━━━ Source excerpt

On April 7, 2021, the New York Legislature passed the New York Budget Bill for fiscal year 2022 (S2509–C/A3009-C) (the “Enacted Budget”), ushering in a slew of tax increases for businesses and high-income earners. As of the time of publication of this post, New York Governor Andrew Cuomo had not yet signed the Enacted Budget, but has indicated that he will do so.
The Enacted Budget is the result of a months-long negotiation process that began on January 19, 2021 when Governor Cuomo introduced his original budget proposal. Evidence of the Governor’s weakened negotiation power can be seen in comparing the Governor’s original proposal to the Enacted Budget. For example, despite the Governor’s proposal not containing any significant changes to business taxes and proposing only a modest, temporary personal income tax surcharge, the Enacted Budget contains both business and personal income tax increases. While Governor Cuomo has stated that he expects the personal income tax increases in the Enacted Budget to be offset by a repeal of the federal cap on state and local tax deductions that was enacted as part of the Tax Cuts and Jobs Act of 2017, it is far from certain whether a repeal of the federal SALT deduction cap will ultimately materialize.

━━━━━━

Stated task 1:
Rescale the listing below by reproducing every line, requests included. Multiply each point coordinate in the answers by 1.8 and round to whole numbers, rounding halves up.

━━━ Dataset records

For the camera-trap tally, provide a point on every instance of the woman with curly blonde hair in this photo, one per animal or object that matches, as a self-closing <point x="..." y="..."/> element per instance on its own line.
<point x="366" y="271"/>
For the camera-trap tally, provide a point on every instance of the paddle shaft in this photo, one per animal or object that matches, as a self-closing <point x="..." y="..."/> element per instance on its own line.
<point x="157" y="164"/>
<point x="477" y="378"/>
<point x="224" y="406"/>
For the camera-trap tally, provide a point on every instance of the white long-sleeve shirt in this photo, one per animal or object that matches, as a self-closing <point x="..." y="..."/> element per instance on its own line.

━━━━━━

Stated task 2:
According to the New York budget excerpt, on what date did Governor Cuomo introduce his original budget proposal?

Right answer 1:
For the camera-trap tally, provide a point on every instance of the woman with curly blonde hair in this photo, one per animal or object that matches, as a self-closing <point x="..." y="..."/> element per instance on its own line.
<point x="659" y="488"/>
For the camera-trap tally, provide a point on every instance of the paddle shaft in this photo, one per animal or object that matches, as a self-closing <point x="..." y="..."/> element per instance on its own line.
<point x="283" y="295"/>
<point x="859" y="680"/>
<point x="403" y="731"/>
For the camera-trap tally, provide a point on every instance of the white long-sleeve shirt in this photo, one per animal or object that matches, as a self-closing <point x="..." y="..."/> element per instance on its own line.

Right answer 2:
January 19, 2021